* _The task_: Copy out the data below line for line, without any change, but leave out the pictures.

---+---

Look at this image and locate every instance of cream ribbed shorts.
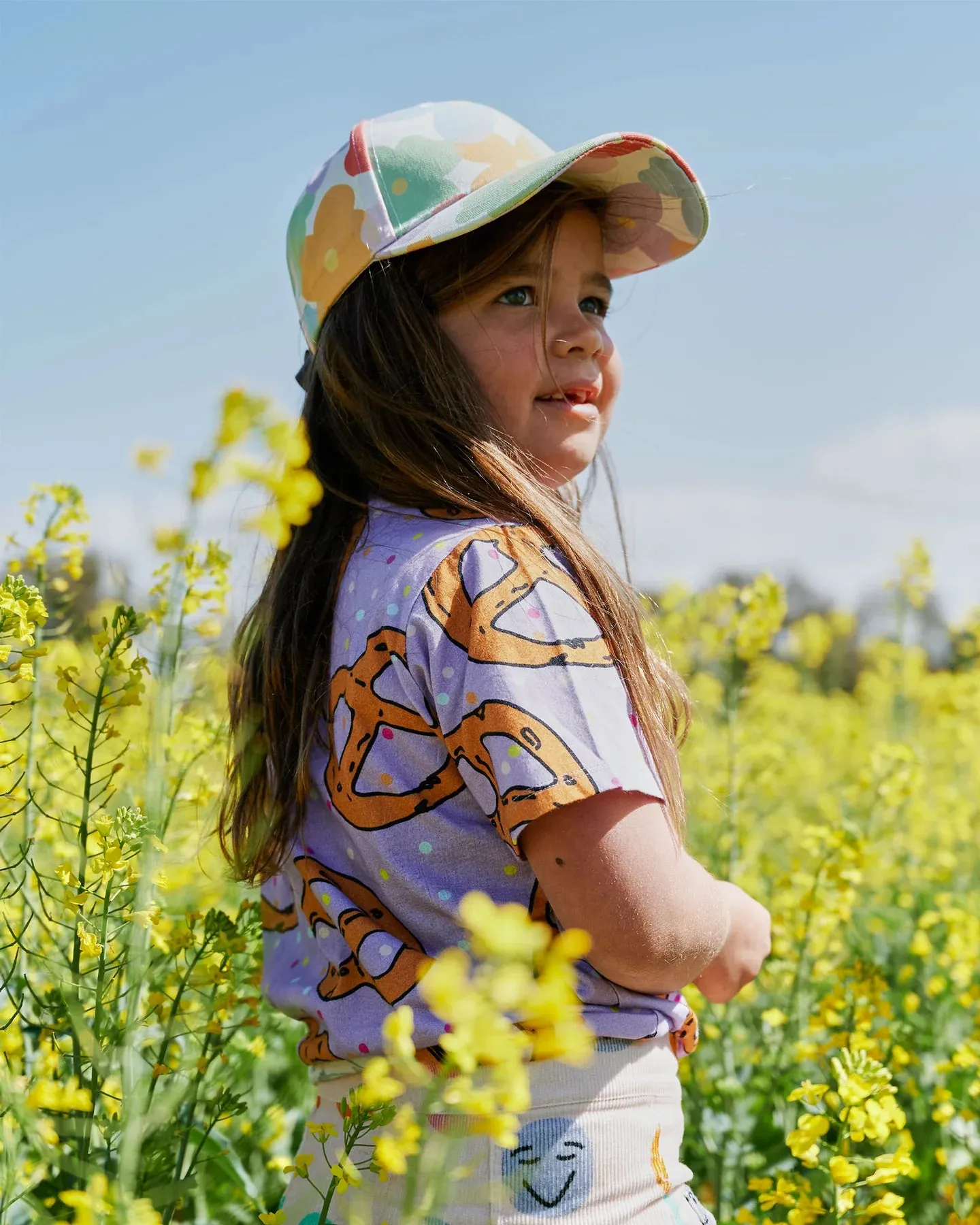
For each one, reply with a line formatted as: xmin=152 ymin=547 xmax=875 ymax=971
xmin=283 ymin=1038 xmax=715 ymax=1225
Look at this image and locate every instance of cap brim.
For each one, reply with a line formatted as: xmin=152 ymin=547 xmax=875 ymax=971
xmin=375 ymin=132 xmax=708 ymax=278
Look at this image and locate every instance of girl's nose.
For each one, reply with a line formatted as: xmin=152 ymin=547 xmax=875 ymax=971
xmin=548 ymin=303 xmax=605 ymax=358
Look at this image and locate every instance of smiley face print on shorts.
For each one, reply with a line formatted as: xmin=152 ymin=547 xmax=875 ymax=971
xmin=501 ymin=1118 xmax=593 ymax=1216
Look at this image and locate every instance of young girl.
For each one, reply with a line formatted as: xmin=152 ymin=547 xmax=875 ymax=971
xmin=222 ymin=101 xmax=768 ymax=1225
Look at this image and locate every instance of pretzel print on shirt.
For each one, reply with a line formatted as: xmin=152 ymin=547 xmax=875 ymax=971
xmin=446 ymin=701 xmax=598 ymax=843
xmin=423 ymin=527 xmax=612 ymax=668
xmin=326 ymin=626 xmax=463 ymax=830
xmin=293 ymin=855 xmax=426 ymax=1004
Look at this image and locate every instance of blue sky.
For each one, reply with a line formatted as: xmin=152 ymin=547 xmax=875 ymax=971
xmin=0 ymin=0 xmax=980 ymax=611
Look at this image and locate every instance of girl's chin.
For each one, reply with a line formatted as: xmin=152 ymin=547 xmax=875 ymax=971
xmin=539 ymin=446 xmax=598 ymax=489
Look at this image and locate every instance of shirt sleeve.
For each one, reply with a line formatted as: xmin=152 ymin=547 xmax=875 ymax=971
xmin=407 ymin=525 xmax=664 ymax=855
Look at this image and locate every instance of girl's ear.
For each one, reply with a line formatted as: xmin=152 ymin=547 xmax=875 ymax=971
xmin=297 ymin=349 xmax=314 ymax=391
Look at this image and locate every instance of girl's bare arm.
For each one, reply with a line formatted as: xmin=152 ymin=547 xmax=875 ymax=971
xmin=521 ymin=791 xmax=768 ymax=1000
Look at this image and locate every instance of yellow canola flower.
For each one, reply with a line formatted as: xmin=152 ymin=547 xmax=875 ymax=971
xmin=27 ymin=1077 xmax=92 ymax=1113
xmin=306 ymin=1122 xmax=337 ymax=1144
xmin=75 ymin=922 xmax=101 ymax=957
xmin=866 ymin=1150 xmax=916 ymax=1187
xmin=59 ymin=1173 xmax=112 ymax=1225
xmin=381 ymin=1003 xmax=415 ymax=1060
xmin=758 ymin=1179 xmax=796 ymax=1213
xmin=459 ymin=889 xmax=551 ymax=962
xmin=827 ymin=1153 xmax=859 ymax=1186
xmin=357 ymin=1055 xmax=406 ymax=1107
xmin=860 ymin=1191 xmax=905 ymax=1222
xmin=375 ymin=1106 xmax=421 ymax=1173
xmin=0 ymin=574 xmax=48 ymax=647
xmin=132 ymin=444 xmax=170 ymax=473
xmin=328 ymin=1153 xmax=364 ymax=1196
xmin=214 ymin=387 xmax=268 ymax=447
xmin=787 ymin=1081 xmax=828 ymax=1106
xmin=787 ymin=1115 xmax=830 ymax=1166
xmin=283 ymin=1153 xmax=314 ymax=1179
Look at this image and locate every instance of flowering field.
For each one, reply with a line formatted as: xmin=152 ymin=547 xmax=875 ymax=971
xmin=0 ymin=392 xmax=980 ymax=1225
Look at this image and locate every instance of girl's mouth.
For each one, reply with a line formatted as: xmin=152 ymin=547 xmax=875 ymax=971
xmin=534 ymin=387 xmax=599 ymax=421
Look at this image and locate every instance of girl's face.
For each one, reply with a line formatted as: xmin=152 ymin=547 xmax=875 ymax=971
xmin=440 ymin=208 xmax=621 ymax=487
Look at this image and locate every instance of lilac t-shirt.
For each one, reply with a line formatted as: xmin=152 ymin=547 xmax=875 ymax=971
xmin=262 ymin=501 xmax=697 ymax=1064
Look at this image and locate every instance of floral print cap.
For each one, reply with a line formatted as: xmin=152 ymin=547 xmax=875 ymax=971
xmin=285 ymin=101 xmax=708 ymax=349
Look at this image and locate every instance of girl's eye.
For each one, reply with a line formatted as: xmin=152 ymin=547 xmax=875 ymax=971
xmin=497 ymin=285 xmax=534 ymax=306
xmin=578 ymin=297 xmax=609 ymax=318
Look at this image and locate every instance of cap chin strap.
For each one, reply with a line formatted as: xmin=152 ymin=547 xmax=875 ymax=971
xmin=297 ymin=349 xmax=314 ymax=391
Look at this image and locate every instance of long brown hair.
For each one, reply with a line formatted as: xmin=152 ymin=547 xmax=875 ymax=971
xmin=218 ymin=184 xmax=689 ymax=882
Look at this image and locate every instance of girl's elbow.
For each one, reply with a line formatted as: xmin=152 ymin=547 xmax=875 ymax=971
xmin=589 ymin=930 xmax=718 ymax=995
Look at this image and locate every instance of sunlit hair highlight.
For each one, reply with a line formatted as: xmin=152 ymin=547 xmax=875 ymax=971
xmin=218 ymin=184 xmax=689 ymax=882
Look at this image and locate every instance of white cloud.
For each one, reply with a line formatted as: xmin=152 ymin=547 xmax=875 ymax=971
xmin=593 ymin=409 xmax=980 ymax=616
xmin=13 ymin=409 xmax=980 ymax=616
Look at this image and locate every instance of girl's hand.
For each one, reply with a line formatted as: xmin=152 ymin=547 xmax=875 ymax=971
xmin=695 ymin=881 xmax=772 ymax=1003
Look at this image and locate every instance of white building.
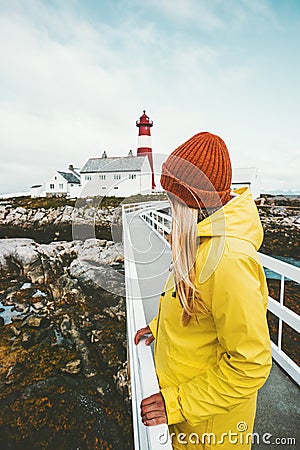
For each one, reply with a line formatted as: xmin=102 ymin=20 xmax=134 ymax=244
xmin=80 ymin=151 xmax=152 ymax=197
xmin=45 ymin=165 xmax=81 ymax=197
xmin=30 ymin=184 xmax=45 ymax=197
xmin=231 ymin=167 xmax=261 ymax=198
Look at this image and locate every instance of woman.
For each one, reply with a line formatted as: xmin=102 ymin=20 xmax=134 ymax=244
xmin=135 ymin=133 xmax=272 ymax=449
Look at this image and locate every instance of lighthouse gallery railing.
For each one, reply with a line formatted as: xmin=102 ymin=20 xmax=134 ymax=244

---+---

* _Solution for this problem_:
Look at this image and locate every instance of cream ribbed shorts.
For each one, reply with a line formatted as: xmin=152 ymin=547 xmax=875 ymax=971
xmin=283 ymin=1038 xmax=715 ymax=1225
Look at this image and locate every instance of cap brim.
For each one, reply with a line formatted as: xmin=152 ymin=547 xmax=875 ymax=971
xmin=375 ymin=132 xmax=708 ymax=278
Look at this image and locate every instance of girl's nose.
For each one, reply with a line formatted as: xmin=152 ymin=547 xmax=875 ymax=971
xmin=548 ymin=303 xmax=605 ymax=358
Look at this image and locate every instance of smiley face print on shorts.
For each one, reply with a line formatted as: xmin=152 ymin=547 xmax=875 ymax=971
xmin=501 ymin=1118 xmax=593 ymax=1216
Look at this image and locate every instance of young girl.
For each one, reply with a line formatted as: xmin=152 ymin=547 xmax=875 ymax=971
xmin=222 ymin=101 xmax=768 ymax=1225
Look at this image and locate every instance of pretzel print on shirt.
For each one, reply with a line formatted as: xmin=152 ymin=547 xmax=875 ymax=971
xmin=446 ymin=701 xmax=598 ymax=843
xmin=423 ymin=527 xmax=612 ymax=668
xmin=326 ymin=626 xmax=463 ymax=830
xmin=293 ymin=855 xmax=426 ymax=1004
Look at this image and locate every instance of blue sky.
For each one, reply with a line formatted as: xmin=152 ymin=547 xmax=875 ymax=971
xmin=0 ymin=0 xmax=980 ymax=611
Look at this image and locate every instance of girl's chin.
For each one, reply with a line formatted as: xmin=152 ymin=547 xmax=875 ymax=971
xmin=539 ymin=446 xmax=598 ymax=489
Look at this image and locate every instance of shirt sleeve.
For each one, reply with a line formatted as: xmin=152 ymin=547 xmax=875 ymax=971
xmin=407 ymin=525 xmax=664 ymax=855
Look at this image and locate every instance of girl's ear.
For each one, reply with a line formatted as: xmin=152 ymin=547 xmax=875 ymax=971
xmin=297 ymin=349 xmax=314 ymax=391
Look at this image and locate every instance of girl's bare arm.
For each one, reply with a line formatted as: xmin=152 ymin=547 xmax=875 ymax=971
xmin=521 ymin=791 xmax=768 ymax=1000
Look at this image and locate every instance of yellow canola flower.
For each one, reply with a line formatted as: xmin=152 ymin=547 xmax=875 ymax=971
xmin=27 ymin=1077 xmax=92 ymax=1113
xmin=306 ymin=1122 xmax=337 ymax=1144
xmin=75 ymin=922 xmax=101 ymax=957
xmin=866 ymin=1150 xmax=916 ymax=1187
xmin=59 ymin=1173 xmax=112 ymax=1225
xmin=381 ymin=1003 xmax=415 ymax=1060
xmin=758 ymin=1179 xmax=796 ymax=1213
xmin=459 ymin=889 xmax=551 ymax=962
xmin=827 ymin=1153 xmax=859 ymax=1186
xmin=357 ymin=1055 xmax=406 ymax=1107
xmin=860 ymin=1191 xmax=905 ymax=1222
xmin=375 ymin=1106 xmax=421 ymax=1173
xmin=0 ymin=574 xmax=48 ymax=647
xmin=132 ymin=444 xmax=170 ymax=473
xmin=328 ymin=1153 xmax=364 ymax=1196
xmin=214 ymin=387 xmax=268 ymax=447
xmin=787 ymin=1081 xmax=828 ymax=1106
xmin=787 ymin=1115 xmax=830 ymax=1166
xmin=283 ymin=1153 xmax=314 ymax=1179
Look at this image and locate every instance of flowering field.
For each one, reply with a line formatted as: xmin=152 ymin=547 xmax=875 ymax=971
xmin=0 ymin=392 xmax=980 ymax=1225
Look at this image and locate every instance of girl's mouth.
For each one, reply with a line formatted as: xmin=152 ymin=547 xmax=875 ymax=971
xmin=534 ymin=387 xmax=599 ymax=421
Look at this image and locate every instance of girl's face.
For each one, reply with a line formatted as: xmin=152 ymin=547 xmax=875 ymax=971
xmin=440 ymin=208 xmax=621 ymax=487
Look at this image and locate every instance of lilac t-shirt.
For each one, reply with a line formatted as: xmin=152 ymin=547 xmax=875 ymax=971
xmin=262 ymin=501 xmax=697 ymax=1064
Look at this image and locate every instance of floral print cap.
For each one, reply with a line formatted as: xmin=152 ymin=547 xmax=875 ymax=971
xmin=285 ymin=101 xmax=708 ymax=349
Look at this image and locate every instance of girl's eye.
For each one, reply with a line formatted as: xmin=152 ymin=547 xmax=875 ymax=971
xmin=497 ymin=285 xmax=534 ymax=306
xmin=578 ymin=297 xmax=609 ymax=318
Look at this image and locate every instance of cap chin strap.
For each one, reply with a line formatted as: xmin=152 ymin=547 xmax=875 ymax=971
xmin=297 ymin=349 xmax=314 ymax=391
Look at this image and locate every instance of long brown hair.
For each one, reply with a line formatted as: xmin=152 ymin=547 xmax=875 ymax=971
xmin=218 ymin=184 xmax=689 ymax=882
Look at this image and locate every instance of girl's elbow.
For each one, reply with a line formatted as: xmin=152 ymin=547 xmax=875 ymax=971
xmin=589 ymin=930 xmax=718 ymax=995
Look at this image and locate every instance of sunlit hair highlight.
For each one, reply with a line formatted as: xmin=152 ymin=547 xmax=875 ymax=971
xmin=218 ymin=184 xmax=689 ymax=882
Look at this image and locate every instance of white cloud.
For each one, reply with a line formatted as: xmin=152 ymin=547 xmax=875 ymax=971
xmin=593 ymin=409 xmax=980 ymax=616
xmin=13 ymin=409 xmax=980 ymax=616
Look at this image and locate every instance of girl's hand.
For each one, reply with a line formatted as: xmin=152 ymin=547 xmax=875 ymax=971
xmin=695 ymin=881 xmax=772 ymax=1003
Look at this image and locate every instance of white building.
For each one, reply with a line formatted as: xmin=102 ymin=20 xmax=134 ymax=244
xmin=80 ymin=151 xmax=152 ymax=197
xmin=45 ymin=165 xmax=81 ymax=197
xmin=30 ymin=184 xmax=45 ymax=197
xmin=231 ymin=167 xmax=261 ymax=198
Look at this image and locate every instance of woman.
For each one, reply with a line formatted as: xmin=102 ymin=20 xmax=134 ymax=244
xmin=135 ymin=133 xmax=272 ymax=449
Look at this image and locate every instance of lighthouse gallery railing.
For each one, reply with a line formatted as: xmin=102 ymin=20 xmax=134 ymax=244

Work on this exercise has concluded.